From the first line to the last, set down the data exactly as given.

Stored items:
=====
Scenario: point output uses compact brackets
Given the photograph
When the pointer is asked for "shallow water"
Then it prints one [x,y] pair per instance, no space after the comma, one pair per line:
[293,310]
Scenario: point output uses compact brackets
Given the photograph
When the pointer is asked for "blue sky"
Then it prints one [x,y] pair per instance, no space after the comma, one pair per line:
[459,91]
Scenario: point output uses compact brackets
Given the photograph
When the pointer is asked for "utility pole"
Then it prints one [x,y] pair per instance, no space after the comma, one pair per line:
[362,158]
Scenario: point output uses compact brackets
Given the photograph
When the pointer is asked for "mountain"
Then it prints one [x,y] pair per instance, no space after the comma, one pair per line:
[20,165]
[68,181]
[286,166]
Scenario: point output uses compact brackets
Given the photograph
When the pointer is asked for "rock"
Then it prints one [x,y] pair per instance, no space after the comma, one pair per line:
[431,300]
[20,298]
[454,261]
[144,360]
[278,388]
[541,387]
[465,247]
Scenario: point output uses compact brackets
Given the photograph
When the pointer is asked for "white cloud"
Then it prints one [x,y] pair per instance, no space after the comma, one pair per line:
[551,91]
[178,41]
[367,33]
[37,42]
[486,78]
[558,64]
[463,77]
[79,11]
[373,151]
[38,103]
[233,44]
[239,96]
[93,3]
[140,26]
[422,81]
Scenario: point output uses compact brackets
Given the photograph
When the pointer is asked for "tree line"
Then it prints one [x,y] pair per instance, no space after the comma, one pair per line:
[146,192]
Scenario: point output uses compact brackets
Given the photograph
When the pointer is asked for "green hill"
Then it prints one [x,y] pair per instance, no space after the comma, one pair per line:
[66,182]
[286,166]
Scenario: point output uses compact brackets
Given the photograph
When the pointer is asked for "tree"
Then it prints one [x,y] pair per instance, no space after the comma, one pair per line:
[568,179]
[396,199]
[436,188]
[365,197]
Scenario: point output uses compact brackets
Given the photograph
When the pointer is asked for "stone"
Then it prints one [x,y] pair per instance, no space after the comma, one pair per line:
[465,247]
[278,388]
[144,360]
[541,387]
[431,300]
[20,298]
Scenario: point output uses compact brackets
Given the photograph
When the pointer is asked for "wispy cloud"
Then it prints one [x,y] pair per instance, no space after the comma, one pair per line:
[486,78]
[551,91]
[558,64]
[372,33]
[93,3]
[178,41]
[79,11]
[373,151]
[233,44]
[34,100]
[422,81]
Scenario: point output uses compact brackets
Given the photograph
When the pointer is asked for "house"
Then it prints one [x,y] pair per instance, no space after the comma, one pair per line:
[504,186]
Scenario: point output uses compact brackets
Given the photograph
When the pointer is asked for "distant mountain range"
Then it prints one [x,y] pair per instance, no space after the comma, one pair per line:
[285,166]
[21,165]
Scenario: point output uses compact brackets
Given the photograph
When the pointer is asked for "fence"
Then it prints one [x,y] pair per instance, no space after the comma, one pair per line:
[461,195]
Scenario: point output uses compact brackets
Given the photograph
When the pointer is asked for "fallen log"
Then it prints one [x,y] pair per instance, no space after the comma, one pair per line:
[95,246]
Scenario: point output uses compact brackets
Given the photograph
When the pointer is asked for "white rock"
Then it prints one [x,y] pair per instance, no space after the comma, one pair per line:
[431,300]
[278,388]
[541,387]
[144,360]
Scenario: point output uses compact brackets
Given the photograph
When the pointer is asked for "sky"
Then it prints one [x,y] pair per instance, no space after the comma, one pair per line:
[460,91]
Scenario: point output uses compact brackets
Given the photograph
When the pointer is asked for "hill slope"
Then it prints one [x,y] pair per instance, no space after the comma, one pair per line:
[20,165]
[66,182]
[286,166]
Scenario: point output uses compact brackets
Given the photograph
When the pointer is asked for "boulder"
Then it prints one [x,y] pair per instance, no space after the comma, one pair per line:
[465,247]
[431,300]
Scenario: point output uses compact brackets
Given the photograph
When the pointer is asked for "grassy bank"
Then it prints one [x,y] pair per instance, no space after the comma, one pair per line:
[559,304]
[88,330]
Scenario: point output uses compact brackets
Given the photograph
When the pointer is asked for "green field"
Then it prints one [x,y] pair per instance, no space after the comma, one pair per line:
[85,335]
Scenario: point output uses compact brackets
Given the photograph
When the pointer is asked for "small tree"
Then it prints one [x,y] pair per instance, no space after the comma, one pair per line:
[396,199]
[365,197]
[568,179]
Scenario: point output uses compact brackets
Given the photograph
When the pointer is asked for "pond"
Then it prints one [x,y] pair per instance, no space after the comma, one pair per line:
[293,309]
=====
**Task answer**
Scenario: point output uses compact brackets
Given the photograph
When the pointer is asked for "shallow water"
Then it prints one [x,y] pair per instance, no space after the comma, one pair per line:
[293,310]
Scenario: point output uses compact brackets
Given the photograph
When the pointer is asked for "blue sky"
Then it prints one [x,y] pair per instance, no space after the comma, one pair per line:
[459,91]
Scenario: point output uses compact brackets
Given the photograph
When the pointer is asked for "utility pole"
Then it prints one [x,y] pair per instance, no space after the comma, one pair per line:
[362,158]
Scenario: point output uses compact brackets
Given the photograph
When the pointer is asked for "mountain"
Then it prints one [x,y] pair per instance, no space after the comma, one pair per line:
[20,165]
[68,181]
[286,166]
Scenario: point output uses compact brackets
Given the photograph
When the pointer is asked for "rock"
Then it prints one [x,y] pair per instance, no space after the comma, one pair per line:
[431,300]
[20,298]
[454,261]
[144,360]
[278,388]
[541,387]
[465,247]
Scenario: point output uses compact brackets
Given the photograph
When the pointer is asked for "white cloud"
Then it prints one [x,y] pair per instance, no space after the comma, one pair per line:
[551,91]
[178,41]
[367,33]
[37,42]
[486,78]
[558,64]
[463,77]
[79,11]
[373,151]
[38,103]
[233,44]
[239,96]
[93,3]
[140,26]
[422,81]
Scenario: point output uses compact brackets
Given the photograph
When the pointer is asked for "tree line"
Then it prints one [x,y] pair per instance, no space after the comma, one pair per line:
[146,192]
Scenario: point output uses compact brackets
Given the photograph
When the pointer is asked for "green hill"
Then it prints one [x,y] pair per instance, no space after the comma, one pair per line:
[66,182]
[286,166]
Scenario: point output uses compact brackets
Given the photograph
When the pointer is asked for "tree"
Then it prints one [x,y] pair per instance, no space after the comma, one pair per line:
[568,179]
[396,199]
[436,188]
[365,197]
Scenario: point output uses compact brackets
Given the photograph
When the pointer is asked for "stone"
Then it prints one [x,y] pair per instance, no space after the comma, one pair per line:
[465,247]
[278,388]
[144,360]
[541,387]
[431,300]
[20,298]
Scenario: point output uses compact brackets
Given the photograph
When the pointer is asked for "wispy cloud"
Then it prints one [x,y] pair per instance, no space after the comma, one pair per line:
[486,78]
[551,91]
[558,64]
[372,33]
[93,3]
[178,41]
[79,11]
[373,151]
[233,44]
[34,100]
[422,81]
Scenario: point output uses compact brackets
Given the photograph
When the pointer is asked for "house"
Then it prints one [x,y] pair per instance, no space after the comma, one pair per line:
[504,186]
Scenario: point output uses compact brackets
Given the photograph
When the pointer is asked for "distant mountain range"
Then it prints one [x,y] pair per instance, no space after the comma, one pair per line:
[285,166]
[21,165]
Scenario: point output uses compact brackets
Given the photograph
When the pointer is asked for "fence"
Then it prints one [x,y] pair per instance, no space after the comma, one pair per line:
[461,195]
Scenario: point output uses compact brackets
Given the photograph
When the pointer is asked for "fallen log"
Then it prints one [x,y] pair per instance, no space after the comma, one pair per line:
[95,246]
Scenario: point output uses compact brackets
Given the photograph
When the pointer is asked for "white rock"
Then it prints one [x,y] pair per instance, no space after the comma, one pair per line:
[431,300]
[278,388]
[541,387]
[144,360]
Scenario: point output uses compact brackets
Given the photograph
When the pointer is asked for "sky"
Then it prints one [x,y] pair per instance, no space after the comma, one pair per line:
[460,91]
Scenario: point output uses compact brackets
Given the photograph
When the pointer is asked for "hill slope"
Then it prints one [x,y] pair per instance, no space after the comma, one pair per line:
[20,165]
[66,182]
[286,166]
Scenario: point output uses compact brackets
Given the photograph
When the pointer is asked for "boulder"
Then it prints one [x,y] pair per instance, no space after the comma, one pair per line:
[465,247]
[431,300]
Scenario: point output uses compact brackets
Given the photograph
When the pointer is asked for "grassy bank"
Then it prints one [x,y] pair per instance, no space after the comma, one pair per line:
[559,304]
[88,330]
Scenario: point output uses compact brackets
Given the photograph
When the pointer is asked for "green field"
Then it prints one [x,y] pair per instance, no space after the comma, one pair per line:
[85,335]
Scenario: point output uses compact brackets
Given the photograph
When the pointer is asked for "small tree"
Then it prints one [x,y] pair per instance, no space after the comma, one pair per line:
[396,199]
[365,197]
[568,179]
Scenario: point output uses compact brackets
Given the photograph
When the pointer is asked for "pond"
Then it prints one [x,y] pair per instance, no space after the comma, one pair per line:
[293,309]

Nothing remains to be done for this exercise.